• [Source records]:
········
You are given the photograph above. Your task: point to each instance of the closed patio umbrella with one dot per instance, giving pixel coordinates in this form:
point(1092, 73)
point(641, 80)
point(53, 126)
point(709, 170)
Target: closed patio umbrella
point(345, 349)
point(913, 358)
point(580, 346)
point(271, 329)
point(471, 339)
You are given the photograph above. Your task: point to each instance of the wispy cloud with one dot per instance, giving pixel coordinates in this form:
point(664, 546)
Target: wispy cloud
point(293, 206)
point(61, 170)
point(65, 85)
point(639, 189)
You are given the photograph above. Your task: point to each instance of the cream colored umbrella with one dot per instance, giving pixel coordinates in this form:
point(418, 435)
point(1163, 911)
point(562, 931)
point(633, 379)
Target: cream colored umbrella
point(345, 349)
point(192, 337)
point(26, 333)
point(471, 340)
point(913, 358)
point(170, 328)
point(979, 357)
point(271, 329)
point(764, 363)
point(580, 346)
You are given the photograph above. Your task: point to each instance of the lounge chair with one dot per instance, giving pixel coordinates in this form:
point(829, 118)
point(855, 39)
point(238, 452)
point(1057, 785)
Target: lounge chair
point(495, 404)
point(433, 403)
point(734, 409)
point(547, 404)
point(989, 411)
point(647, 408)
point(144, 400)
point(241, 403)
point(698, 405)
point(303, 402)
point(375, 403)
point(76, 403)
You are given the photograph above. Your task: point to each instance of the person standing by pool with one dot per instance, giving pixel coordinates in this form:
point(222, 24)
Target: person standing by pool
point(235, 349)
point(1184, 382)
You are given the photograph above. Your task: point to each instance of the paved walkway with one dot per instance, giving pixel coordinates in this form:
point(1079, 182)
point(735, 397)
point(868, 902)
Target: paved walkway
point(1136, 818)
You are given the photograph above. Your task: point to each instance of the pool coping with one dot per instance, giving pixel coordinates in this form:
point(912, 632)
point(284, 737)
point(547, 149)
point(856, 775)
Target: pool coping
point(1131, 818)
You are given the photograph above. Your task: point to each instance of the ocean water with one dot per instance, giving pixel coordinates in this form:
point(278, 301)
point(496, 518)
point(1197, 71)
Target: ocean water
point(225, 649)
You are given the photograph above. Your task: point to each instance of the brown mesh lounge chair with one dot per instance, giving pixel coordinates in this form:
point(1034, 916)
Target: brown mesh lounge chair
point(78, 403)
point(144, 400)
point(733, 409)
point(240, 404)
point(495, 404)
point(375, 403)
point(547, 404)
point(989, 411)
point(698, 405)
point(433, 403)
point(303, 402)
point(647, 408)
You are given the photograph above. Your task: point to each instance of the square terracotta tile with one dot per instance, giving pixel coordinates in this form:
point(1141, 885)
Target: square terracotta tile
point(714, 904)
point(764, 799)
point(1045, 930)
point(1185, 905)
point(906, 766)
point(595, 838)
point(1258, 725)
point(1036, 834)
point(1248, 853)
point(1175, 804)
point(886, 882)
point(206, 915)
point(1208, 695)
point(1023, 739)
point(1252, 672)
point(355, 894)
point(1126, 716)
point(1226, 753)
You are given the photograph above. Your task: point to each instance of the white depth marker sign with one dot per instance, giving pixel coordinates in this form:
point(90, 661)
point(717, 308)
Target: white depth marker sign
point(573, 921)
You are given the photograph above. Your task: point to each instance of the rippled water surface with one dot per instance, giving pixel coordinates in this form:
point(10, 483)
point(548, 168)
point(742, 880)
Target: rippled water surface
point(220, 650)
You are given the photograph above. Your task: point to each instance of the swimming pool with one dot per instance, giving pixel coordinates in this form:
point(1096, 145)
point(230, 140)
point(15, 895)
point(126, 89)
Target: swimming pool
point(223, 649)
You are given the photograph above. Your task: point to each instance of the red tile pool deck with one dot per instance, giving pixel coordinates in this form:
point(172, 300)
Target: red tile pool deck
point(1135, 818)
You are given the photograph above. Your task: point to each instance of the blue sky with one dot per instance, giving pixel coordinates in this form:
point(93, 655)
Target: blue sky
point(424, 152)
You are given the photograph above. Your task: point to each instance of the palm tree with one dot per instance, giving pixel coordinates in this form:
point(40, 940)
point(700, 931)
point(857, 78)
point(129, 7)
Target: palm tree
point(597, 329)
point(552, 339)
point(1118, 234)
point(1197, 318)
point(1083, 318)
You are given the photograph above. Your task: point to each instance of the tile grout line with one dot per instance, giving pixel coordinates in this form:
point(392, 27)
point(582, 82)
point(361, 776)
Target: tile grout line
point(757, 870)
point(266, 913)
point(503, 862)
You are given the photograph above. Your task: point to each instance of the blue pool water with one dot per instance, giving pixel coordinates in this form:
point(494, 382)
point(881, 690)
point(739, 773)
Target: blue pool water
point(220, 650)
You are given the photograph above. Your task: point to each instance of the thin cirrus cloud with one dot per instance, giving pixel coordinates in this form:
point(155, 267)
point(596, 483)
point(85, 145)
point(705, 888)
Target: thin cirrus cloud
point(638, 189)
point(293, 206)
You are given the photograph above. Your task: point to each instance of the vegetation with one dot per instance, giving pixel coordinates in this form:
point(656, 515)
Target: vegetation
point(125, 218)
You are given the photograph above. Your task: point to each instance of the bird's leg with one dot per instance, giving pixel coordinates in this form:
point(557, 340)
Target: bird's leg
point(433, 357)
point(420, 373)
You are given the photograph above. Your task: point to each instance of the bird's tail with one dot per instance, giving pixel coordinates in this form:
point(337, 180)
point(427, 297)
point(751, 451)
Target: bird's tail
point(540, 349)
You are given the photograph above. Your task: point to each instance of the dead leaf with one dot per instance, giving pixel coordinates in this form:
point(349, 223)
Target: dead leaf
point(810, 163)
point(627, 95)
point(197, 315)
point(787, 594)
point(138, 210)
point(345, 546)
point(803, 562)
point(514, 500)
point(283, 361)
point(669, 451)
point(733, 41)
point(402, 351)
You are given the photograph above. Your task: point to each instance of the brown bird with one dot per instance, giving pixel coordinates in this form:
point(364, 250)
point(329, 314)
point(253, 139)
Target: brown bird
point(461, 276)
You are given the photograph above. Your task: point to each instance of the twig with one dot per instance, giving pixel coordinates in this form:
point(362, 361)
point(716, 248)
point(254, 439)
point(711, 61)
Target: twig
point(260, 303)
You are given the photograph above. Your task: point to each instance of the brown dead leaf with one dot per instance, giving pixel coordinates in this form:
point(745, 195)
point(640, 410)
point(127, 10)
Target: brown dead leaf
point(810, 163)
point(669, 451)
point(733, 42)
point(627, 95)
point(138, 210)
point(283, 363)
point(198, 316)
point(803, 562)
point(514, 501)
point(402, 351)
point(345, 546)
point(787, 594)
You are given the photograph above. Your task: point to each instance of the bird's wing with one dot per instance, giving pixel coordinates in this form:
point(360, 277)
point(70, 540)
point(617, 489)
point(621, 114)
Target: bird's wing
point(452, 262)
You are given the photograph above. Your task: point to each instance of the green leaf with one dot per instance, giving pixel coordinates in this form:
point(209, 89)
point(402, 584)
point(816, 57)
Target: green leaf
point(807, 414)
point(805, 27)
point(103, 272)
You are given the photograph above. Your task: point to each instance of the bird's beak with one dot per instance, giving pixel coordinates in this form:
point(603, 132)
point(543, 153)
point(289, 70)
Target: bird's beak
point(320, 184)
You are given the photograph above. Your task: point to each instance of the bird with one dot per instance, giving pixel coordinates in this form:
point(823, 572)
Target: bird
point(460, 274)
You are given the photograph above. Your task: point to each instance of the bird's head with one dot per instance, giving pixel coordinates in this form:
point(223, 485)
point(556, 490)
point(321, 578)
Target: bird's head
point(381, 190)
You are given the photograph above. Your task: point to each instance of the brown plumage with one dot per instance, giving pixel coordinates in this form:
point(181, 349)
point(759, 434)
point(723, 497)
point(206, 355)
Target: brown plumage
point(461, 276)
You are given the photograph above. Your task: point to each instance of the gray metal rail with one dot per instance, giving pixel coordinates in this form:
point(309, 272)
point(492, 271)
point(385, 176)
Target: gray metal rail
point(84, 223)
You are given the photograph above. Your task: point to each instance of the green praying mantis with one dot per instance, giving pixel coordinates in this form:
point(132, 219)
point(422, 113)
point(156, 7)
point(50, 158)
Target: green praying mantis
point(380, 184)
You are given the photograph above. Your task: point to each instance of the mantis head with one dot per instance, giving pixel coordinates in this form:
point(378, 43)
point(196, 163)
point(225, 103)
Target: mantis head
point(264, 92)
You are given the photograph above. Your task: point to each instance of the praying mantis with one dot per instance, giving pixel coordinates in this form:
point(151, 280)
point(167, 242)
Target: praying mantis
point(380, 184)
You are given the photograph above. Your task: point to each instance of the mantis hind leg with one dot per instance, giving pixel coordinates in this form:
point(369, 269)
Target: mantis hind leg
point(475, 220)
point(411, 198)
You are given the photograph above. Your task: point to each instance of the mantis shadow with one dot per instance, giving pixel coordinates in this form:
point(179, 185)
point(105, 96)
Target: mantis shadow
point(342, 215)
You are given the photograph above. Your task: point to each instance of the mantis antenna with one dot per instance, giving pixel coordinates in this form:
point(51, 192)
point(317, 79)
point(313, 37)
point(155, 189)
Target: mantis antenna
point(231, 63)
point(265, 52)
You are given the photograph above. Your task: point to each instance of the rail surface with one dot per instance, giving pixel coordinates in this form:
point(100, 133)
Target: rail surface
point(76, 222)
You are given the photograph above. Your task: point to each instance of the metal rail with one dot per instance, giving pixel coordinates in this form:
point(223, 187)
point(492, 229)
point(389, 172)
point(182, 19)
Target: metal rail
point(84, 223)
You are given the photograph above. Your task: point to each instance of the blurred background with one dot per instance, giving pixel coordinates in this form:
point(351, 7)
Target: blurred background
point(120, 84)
········
• [DO THIS]: Can you rewrite the records from their start through the line containing "point(471, 339)", swapping "closed patio umbrella" for "folded beach umbrella" and leaving everything else the same?

• [THE REPLY]:
You are given the photograph above. Your task: point to each instance of the folded beach umbrella with one dot per instance, giving pixel coordinates in this form:
point(1092, 73)
point(641, 80)
point(53, 126)
point(709, 170)
Target: folded beach umbrella
point(345, 349)
point(913, 358)
point(580, 346)
point(271, 329)
point(471, 339)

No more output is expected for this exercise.